*Exercise requirements:* Render each line of the records below as a JSON list of strings, one string per line, with blank lines omitted. Leave the pictures out of the list.

*Material for the task:*
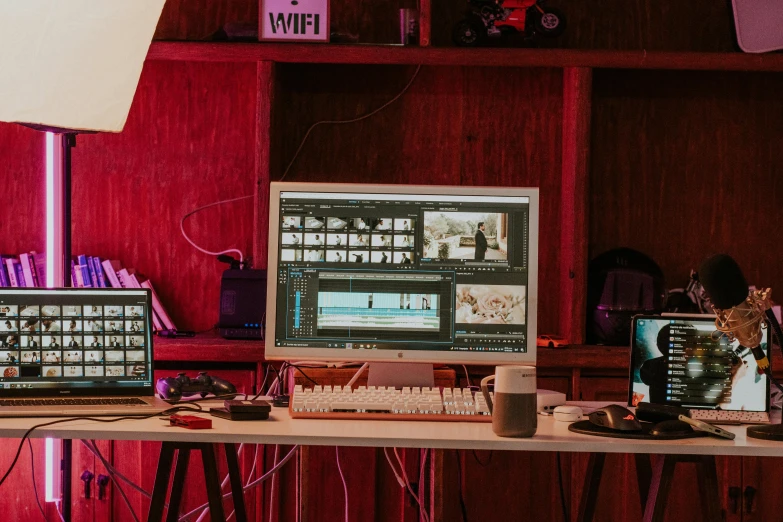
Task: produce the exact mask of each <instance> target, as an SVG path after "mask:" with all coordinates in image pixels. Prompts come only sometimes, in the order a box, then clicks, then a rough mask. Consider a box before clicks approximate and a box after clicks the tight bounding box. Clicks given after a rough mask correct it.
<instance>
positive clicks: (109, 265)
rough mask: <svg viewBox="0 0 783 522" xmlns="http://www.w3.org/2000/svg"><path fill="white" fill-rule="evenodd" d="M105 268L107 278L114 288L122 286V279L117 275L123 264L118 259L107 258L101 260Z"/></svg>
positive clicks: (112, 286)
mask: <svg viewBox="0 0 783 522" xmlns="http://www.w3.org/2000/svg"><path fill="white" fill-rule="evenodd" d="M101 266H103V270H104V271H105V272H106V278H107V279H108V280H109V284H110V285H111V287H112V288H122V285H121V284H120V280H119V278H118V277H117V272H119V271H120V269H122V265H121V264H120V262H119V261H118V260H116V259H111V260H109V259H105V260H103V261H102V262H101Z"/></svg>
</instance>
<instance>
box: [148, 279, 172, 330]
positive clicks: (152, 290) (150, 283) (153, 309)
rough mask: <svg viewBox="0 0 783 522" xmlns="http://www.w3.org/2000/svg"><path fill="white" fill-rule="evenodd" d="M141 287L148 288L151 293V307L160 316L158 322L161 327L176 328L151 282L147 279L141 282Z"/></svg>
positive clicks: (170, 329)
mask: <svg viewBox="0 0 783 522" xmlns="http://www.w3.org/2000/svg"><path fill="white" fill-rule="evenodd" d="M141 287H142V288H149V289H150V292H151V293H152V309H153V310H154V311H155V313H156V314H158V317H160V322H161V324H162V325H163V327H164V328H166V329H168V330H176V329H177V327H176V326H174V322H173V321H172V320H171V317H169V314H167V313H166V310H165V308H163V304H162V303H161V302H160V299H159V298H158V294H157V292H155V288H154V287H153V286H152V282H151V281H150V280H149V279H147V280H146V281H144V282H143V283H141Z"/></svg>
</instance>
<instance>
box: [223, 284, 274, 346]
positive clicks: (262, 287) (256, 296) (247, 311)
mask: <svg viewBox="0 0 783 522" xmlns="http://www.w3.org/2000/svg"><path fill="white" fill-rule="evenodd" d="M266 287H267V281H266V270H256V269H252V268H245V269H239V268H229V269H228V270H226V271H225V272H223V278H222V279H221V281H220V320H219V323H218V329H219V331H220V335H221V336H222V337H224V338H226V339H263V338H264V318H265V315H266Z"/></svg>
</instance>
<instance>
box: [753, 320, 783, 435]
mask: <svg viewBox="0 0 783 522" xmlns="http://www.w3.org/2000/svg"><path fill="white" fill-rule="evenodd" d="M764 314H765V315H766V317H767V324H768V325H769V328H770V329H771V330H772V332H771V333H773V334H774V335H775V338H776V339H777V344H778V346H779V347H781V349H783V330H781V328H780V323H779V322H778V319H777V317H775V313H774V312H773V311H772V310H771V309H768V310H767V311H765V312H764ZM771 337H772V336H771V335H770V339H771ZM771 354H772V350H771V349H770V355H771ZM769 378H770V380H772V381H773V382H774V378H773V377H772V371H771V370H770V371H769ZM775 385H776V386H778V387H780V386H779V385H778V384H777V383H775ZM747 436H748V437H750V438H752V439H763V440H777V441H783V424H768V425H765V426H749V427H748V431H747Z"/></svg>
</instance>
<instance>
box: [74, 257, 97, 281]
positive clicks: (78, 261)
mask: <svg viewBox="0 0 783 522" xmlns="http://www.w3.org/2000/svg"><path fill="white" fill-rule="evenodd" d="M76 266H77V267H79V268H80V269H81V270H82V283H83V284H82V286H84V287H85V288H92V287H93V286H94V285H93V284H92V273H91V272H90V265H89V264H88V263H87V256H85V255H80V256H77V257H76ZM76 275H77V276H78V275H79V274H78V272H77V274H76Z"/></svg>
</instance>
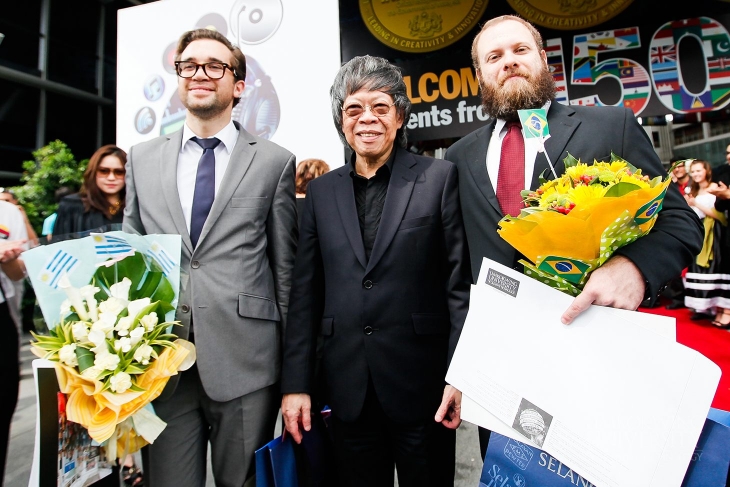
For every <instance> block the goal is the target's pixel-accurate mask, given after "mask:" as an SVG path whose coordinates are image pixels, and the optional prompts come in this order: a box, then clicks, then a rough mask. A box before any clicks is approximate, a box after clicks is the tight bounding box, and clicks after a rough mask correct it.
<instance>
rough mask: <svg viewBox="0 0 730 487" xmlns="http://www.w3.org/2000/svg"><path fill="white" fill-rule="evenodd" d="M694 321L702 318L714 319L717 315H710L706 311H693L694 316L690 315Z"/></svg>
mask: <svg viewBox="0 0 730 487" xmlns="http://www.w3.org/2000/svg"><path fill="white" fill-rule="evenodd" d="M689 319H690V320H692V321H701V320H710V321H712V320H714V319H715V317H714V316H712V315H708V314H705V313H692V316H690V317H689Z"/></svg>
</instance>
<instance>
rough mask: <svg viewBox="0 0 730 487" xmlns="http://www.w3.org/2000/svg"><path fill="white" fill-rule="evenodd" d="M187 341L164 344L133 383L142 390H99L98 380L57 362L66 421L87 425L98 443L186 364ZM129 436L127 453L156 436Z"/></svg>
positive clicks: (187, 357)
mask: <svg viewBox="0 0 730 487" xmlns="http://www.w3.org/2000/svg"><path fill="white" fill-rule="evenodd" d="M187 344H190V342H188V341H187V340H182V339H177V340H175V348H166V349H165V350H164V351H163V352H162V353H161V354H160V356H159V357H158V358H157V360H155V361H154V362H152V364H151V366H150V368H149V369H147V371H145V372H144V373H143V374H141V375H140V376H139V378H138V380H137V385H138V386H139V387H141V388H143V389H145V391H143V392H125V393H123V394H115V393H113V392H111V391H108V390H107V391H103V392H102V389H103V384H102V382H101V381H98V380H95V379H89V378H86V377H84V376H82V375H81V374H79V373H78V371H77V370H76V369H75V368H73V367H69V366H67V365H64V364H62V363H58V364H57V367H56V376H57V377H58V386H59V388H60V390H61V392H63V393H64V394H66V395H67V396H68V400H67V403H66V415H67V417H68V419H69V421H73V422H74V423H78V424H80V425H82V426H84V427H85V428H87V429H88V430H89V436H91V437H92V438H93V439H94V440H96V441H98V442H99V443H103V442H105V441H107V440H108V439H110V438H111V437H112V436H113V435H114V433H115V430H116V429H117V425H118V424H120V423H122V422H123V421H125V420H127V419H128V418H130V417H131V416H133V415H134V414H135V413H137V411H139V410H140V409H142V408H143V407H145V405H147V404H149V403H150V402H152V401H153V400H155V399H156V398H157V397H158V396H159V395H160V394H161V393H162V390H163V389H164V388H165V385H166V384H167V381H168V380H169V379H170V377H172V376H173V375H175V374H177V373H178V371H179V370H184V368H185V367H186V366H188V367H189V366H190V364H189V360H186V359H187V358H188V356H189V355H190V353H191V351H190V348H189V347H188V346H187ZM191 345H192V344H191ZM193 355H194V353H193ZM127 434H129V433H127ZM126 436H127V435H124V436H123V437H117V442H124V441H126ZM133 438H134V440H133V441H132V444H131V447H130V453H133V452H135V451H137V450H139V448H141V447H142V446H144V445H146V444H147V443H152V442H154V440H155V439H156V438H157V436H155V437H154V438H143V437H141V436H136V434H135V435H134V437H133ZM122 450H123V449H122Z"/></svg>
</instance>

*Solution to this task:*
[
  "Task: produce the exact mask of each <instance> target, as an SVG path after \"mask:\" with all coordinates in image pixels. Prompts come only sometimes, in the order a box, then clicks, then a rough mask. Consider a box before clicks approximate and a box after clicks the tight bounding box. Clicks given after a rough mask correct it.",
  "<instance>",
  "positive clicks: (109, 265)",
  "rough mask: <svg viewBox=\"0 0 783 522\" xmlns=\"http://www.w3.org/2000/svg\"><path fill=\"white\" fill-rule=\"evenodd\" d=\"M105 268L107 278L114 288L122 286V279L117 275L123 264L118 259L107 258L101 260Z\"/></svg>",
  "positive clicks: (112, 286)",
  "mask: <svg viewBox=\"0 0 783 522\" xmlns=\"http://www.w3.org/2000/svg\"><path fill=\"white\" fill-rule=\"evenodd\" d=\"M101 266H103V270H104V271H105V272H106V278H107V279H108V280H109V284H110V285H111V287H112V288H122V285H121V284H120V280H119V278H118V277H117V272H119V271H120V269H122V265H121V264H120V262H119V261H118V260H116V259H111V260H109V259H105V260H103V261H102V262H101Z\"/></svg>",
  "</instance>",
  "<instance>",
  "box: [148, 279, 172, 330]",
  "positive clicks: (152, 290) (150, 283) (153, 309)",
  "rough mask: <svg viewBox=\"0 0 783 522\" xmlns=\"http://www.w3.org/2000/svg\"><path fill=\"white\" fill-rule=\"evenodd\" d=\"M141 287L148 288L151 293V307L160 316L158 322L161 327L176 328L151 282L147 279L141 282Z\"/></svg>",
  "positive clicks: (170, 329)",
  "mask: <svg viewBox=\"0 0 783 522\" xmlns=\"http://www.w3.org/2000/svg\"><path fill=\"white\" fill-rule=\"evenodd\" d=\"M141 287H142V288H149V289H150V292H151V293H152V309H153V310H154V311H155V313H156V314H158V317H160V322H161V324H162V325H163V327H164V328H166V329H168V330H176V329H177V327H176V326H174V322H173V321H172V320H171V317H169V314H167V313H166V310H165V308H163V304H162V303H161V302H160V299H159V298H158V294H157V292H155V288H154V287H153V286H152V282H151V281H150V280H149V279H147V280H146V281H144V282H143V283H141Z\"/></svg>",
  "</instance>",
  "<instance>",
  "box: [223, 284, 274, 346]",
  "positive clicks: (262, 287) (256, 296) (247, 311)",
  "mask: <svg viewBox=\"0 0 783 522\" xmlns=\"http://www.w3.org/2000/svg\"><path fill=\"white\" fill-rule=\"evenodd\" d=\"M266 287H267V281H266V270H256V269H252V268H245V269H239V268H229V269H228V270H226V271H225V272H223V278H222V279H221V281H220V320H219V323H218V329H219V331H220V335H221V336H222V337H224V338H226V339H263V338H264V318H265V315H266Z\"/></svg>",
  "</instance>",
  "<instance>",
  "box: [753, 320, 783, 435]",
  "mask: <svg viewBox=\"0 0 783 522\" xmlns=\"http://www.w3.org/2000/svg\"><path fill=\"white\" fill-rule=\"evenodd\" d=\"M764 314H765V315H766V317H767V324H768V325H769V328H770V329H771V330H772V332H771V333H773V334H774V335H775V338H776V339H777V344H778V346H779V347H781V349H783V330H781V328H780V323H779V322H778V319H777V317H775V313H774V312H773V311H772V310H771V309H768V310H767V311H765V312H764ZM771 337H772V336H771V335H770V339H771ZM771 354H772V350H771V349H770V355H771ZM769 378H770V380H772V381H773V382H774V378H773V377H772V371H771V370H770V371H769ZM775 385H776V386H778V387H780V386H779V385H778V384H777V383H775ZM747 436H748V437H750V438H752V439H763V440H777V441H783V424H768V425H765V426H749V427H748V431H747Z\"/></svg>",
  "</instance>",
  "<instance>",
  "box: [74, 257, 97, 281]",
  "positive clicks: (78, 261)",
  "mask: <svg viewBox=\"0 0 783 522\" xmlns=\"http://www.w3.org/2000/svg\"><path fill=\"white\" fill-rule=\"evenodd\" d=\"M76 266H77V267H79V268H80V269H81V270H82V283H83V284H82V286H84V287H85V288H92V287H93V286H94V285H93V284H92V273H91V272H90V265H89V264H88V263H87V256H85V255H80V256H77V257H76ZM76 275H77V276H78V275H79V274H78V272H77V274H76Z\"/></svg>",
  "</instance>",
  "For every <instance> block the goal is the target's pixel-accurate mask, given after \"mask:\" as an SVG path whose coordinates are image pixels, and the optional prompts come in this order: a box, then clicks, then a rough mask. A box before any clicks is approximate, a box after clicks is the tight bounding box, and clicks after a rough mask correct it.",
  "<instance>",
  "rough mask: <svg viewBox=\"0 0 730 487\" xmlns=\"http://www.w3.org/2000/svg\"><path fill=\"white\" fill-rule=\"evenodd\" d=\"M694 321L702 318L714 319L717 315H710L706 311H693L694 316L690 315Z\"/></svg>",
  "mask: <svg viewBox=\"0 0 730 487\" xmlns=\"http://www.w3.org/2000/svg\"><path fill=\"white\" fill-rule=\"evenodd\" d=\"M689 319H690V320H692V321H701V320H710V321H712V320H714V319H715V317H714V316H712V315H708V314H705V313H692V316H690V317H689Z\"/></svg>",
  "</instance>",
  "<instance>",
  "rough mask: <svg viewBox=\"0 0 730 487\" xmlns=\"http://www.w3.org/2000/svg\"><path fill=\"white\" fill-rule=\"evenodd\" d=\"M187 341L164 344L133 383L142 390H99L98 380L57 362L66 421L87 425L98 443L186 364ZM129 436L127 453L156 436Z\"/></svg>",
  "positive clicks: (187, 357)",
  "mask: <svg viewBox=\"0 0 730 487\" xmlns=\"http://www.w3.org/2000/svg\"><path fill=\"white\" fill-rule=\"evenodd\" d=\"M187 344H190V342H188V341H187V340H182V339H177V340H175V348H166V349H165V350H164V351H163V352H162V353H161V354H160V356H159V357H158V358H157V360H155V361H154V362H152V364H151V366H150V368H149V369H147V371H145V372H144V373H143V374H141V375H140V376H139V378H138V380H137V385H138V386H139V387H141V388H143V389H145V391H143V392H125V393H123V394H115V393H113V392H111V391H108V390H107V391H103V392H102V389H103V384H102V382H101V381H98V380H95V379H89V378H86V377H84V376H82V375H81V374H79V373H78V371H77V370H76V369H75V368H73V367H69V366H67V365H64V364H62V363H58V364H57V367H56V376H57V377H58V386H59V388H60V390H61V392H63V393H64V394H66V395H67V396H68V400H67V403H66V415H67V417H68V419H69V421H73V422H74V423H78V424H80V425H82V426H84V427H85V428H87V429H88V430H89V436H91V437H92V438H93V439H94V440H96V441H98V442H99V443H103V442H105V441H107V440H108V439H110V438H111V437H112V436H113V435H114V433H115V430H116V429H117V425H118V424H120V423H122V422H123V421H125V420H127V419H128V418H130V417H131V416H133V415H134V414H135V413H137V411H139V410H140V409H142V408H143V407H145V405H147V404H149V403H150V402H152V401H153V400H155V399H156V398H157V397H158V396H159V395H160V394H161V393H162V390H163V389H164V388H165V385H166V384H167V381H168V380H169V379H170V377H172V376H173V375H175V374H177V373H178V371H179V370H184V368H185V367H186V366H188V367H189V366H190V364H189V360H186V359H187V358H188V356H189V355H190V353H191V351H190V348H189V347H188V346H187ZM191 345H192V344H191ZM193 355H194V353H193ZM127 434H129V433H127ZM126 436H127V435H124V436H123V437H117V442H124V441H126ZM133 438H134V440H133V441H132V444H131V447H130V453H133V452H135V451H137V450H139V448H141V447H142V446H144V445H146V444H147V443H152V442H154V440H155V439H156V438H157V436H155V437H154V438H143V437H141V436H136V434H135V435H134V437H133ZM122 450H123V449H122Z\"/></svg>",
  "</instance>"
]